FRAGMENTO |

* * * *

Hace unos días atrás -la mañana aquella en que no escuché al gallo y desperté tarde- me quedé sin desayunar, en aras de llegar a una hora decente a trabajar. A consecuencia de eso, a media mañana tenía un rugiente león dentro de mi vacío estómago, exigiendo ser alimentado.
Para calmarlo, tomé el primer turno para ir a almorzar, a mediodía. Es más, ni siquiera esperé el bus que nos lleva a todos, sino que un rato antes tomé una camioneta y me fui al casino de la mina, donde nos corresponde ir a esa hora (sólo el desayuno y la cena los tomamos en el casino del campamento).
Llegué, de esta manera, antes que nadie y cuando recién habían abierto. A la entrada del casino hay un mesón, más bien bajo, sobre el cual -y casi junto a la pared- está el computador con el que se registra el ingreso. Iba pues directo allí, a registrarme, cuando me encontré de frente con algo como esto:
Un redondo, bien dibujado y nada pequeño trasero, enfundado en el blanco uniforme que usa el personal de la cocina. Su dueña, acodada sobre el mesón, conversaba animadamente con dos compañeras, que estaban al otro lado de éste.

* * * *

LÍNEAS DE DATOS |

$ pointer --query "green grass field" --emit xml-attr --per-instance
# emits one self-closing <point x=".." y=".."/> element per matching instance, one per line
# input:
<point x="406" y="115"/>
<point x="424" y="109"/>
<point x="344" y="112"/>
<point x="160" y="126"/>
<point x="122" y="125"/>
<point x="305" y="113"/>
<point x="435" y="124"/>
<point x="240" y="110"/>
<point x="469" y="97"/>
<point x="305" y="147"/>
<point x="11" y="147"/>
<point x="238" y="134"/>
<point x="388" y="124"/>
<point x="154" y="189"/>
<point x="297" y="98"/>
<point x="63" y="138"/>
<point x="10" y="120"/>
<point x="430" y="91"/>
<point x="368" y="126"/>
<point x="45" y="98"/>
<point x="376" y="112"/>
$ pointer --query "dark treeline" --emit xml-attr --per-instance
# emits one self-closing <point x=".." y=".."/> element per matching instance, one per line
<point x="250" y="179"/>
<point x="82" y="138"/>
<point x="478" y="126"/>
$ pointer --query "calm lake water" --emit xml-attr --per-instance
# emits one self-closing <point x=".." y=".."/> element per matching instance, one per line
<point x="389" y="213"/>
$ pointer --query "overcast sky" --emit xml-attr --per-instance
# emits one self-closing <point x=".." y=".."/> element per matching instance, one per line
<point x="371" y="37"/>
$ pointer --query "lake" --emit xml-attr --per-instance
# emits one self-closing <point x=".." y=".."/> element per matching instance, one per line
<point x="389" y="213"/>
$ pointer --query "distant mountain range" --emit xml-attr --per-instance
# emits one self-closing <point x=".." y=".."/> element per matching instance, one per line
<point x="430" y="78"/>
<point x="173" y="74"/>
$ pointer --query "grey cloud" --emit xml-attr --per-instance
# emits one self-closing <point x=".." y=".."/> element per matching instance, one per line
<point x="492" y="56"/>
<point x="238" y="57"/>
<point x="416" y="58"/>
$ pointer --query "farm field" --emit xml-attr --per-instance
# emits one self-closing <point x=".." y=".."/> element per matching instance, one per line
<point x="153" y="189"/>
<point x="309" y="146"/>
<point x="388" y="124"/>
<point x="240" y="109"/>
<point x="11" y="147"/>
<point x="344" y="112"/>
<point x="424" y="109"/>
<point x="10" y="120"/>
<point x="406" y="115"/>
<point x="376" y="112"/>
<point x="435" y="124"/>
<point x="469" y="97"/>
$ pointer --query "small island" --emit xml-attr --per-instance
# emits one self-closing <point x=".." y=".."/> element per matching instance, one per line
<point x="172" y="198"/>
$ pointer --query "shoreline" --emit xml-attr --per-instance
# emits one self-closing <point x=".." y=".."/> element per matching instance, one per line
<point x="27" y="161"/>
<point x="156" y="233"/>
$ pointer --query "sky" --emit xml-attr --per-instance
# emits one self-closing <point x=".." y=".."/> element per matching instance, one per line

* * * *

OBJETIVOS |
a. Nombra todas las comidas del día que aparecen en el relato del casino de la mina.
b. Escribe lo que sigue del relato del casino de la mina, justo después de su última oración.
Las líneas son material aparte y no forman parte del relato del casino de la mina.

RESPUESTAS DADAS |
a. Desayuno, almuerzo y cena.

b.
Al margen de la opinión que pudiera tener sobre las cualidades de tal obstáculo, lo que yo realmente quería era marcar mi ingreso para poder almorzar, de manera que evalué la situación, e intenté por todos los medios acercarme, pero no había caso. Lo hiciera como lo hiciera, para alcanzar el teclado tendría que -necesariamente- tocar, empujar o apoyarme en alguna parte de aquella redondez. Y, a juzgar por las dimensiones de su dueña, hacer tal cosa podría resultar en un riesgo para mi integridad física. Así es que me quedé ahí, detrás de ella, con expresión de disgusto, esperando a que me diese ocasión de cumplir mi cometido.
A todo esto, y puesto que la que se gastaba la conversación era ella, las otras dos -que me veían a través del mesón y por sobre su compañera- habían advertido mis intentos, y mi confusión al no poder hacer nada, de modo que, más con gestos que con palabras, le indicaron que yo estaba ahí, detrás suyo.
La propietaria de aquello (de cuarenta y muchos, en todo caso), miró entonces por sobre su hombro, y al verme, se levantó lentamente y se dió vuelta hacia mí. Una de las otras le aclaró entonces:
- Es que no lo dejabas marcar.
Y ella, dándome la espalda, a la par que se alejaba se dio una palmadita en el trasero y respondió:
- Ha!, ¿y que se va a quejar acaso? Harto bueno es lo que estaba mirando...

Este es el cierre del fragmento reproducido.